* **The task**
Reproduce the material below line for line, changing nothing in any of it.

* **Data**
────────
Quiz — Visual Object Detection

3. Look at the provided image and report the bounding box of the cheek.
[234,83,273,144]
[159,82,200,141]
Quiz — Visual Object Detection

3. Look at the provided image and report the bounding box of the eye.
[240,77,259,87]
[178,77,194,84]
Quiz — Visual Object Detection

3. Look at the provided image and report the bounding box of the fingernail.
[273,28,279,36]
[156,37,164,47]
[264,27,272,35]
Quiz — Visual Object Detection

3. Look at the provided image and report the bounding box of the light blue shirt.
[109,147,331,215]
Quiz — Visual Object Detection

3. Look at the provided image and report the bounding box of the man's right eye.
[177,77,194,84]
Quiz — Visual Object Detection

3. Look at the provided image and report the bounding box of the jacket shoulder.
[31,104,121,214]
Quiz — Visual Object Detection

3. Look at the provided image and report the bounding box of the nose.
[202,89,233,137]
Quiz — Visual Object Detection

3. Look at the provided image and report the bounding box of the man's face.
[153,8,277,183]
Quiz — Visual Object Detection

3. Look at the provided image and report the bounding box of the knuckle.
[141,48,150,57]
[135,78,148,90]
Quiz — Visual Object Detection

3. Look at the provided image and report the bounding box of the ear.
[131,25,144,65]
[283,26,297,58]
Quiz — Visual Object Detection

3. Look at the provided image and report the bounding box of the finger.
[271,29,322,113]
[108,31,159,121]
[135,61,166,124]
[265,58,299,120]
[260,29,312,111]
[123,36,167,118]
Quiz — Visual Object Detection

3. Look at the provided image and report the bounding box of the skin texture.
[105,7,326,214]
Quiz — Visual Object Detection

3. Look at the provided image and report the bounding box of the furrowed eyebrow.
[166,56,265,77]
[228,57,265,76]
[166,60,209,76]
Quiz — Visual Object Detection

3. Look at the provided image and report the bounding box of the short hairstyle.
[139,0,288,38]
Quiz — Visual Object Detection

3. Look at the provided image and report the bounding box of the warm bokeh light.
────────
* **Complete response**
Quiz — Visual Object Detection

3. Look at the provided image and report the bounding box of the cheek.
[234,83,273,144]
[159,82,200,141]
Quiz — Visual Object Detection

3. Look at the provided image and report the bounding box of the eye.
[240,77,259,87]
[178,77,194,84]
Quiz — Visual Object Detection

3. Look at the provided image and report the bounding box of the fingernail.
[273,28,279,36]
[156,37,164,47]
[264,27,272,35]
Quiz — Visual Object Detection

3. Look at the provided image and report the bounding box of the light blue shirt.
[109,147,331,215]
Quiz — Visual Object Detection

3. Look at the provided image and report the bounding box of the man's right eye.
[177,77,194,84]
Quiz — Visual Object Detection

3. Look at the provided image and report the bounding box of the jacket shoulder.
[31,104,121,214]
Quiz — Visual Object Detection

3. Look at the provided image and report the bounding box of the nose.
[202,89,233,137]
Quiz — Visual Object Detection

3. Look at the provided image and report the bounding box of the man's face.
[153,8,277,183]
Quiz — Visual Object Detection

3. Look at the provided image and report the bounding box of the knuckle.
[141,48,150,57]
[135,78,148,90]
Quiz — Visual Object Detection

3. Look at the provided image and report the bounding box of the ear.
[131,25,144,65]
[283,26,297,58]
Quiz — Visual Object Detection

3. Look at the provided image and report the bounding box of the finger.
[271,29,322,113]
[108,31,159,121]
[135,61,166,124]
[265,58,299,120]
[260,29,312,111]
[123,36,167,118]
Quiz — Visual Object Detection

3. Look at the provided image and report the bounding box of the skin texture.
[105,7,326,214]
Quiz — Visual Object Detection

3. Look at the provided image and report the bounding box of the furrowed eyebrow.
[166,56,265,77]
[228,57,265,76]
[166,60,209,76]
Quiz — Visual Object Detection

3. Look at the provided image and report the bounding box of the short hairstyle.
[139,0,288,38]
Quiz — Visual Object Detection

3. Look at the provided image and report the bounding box of the warm bokeh light.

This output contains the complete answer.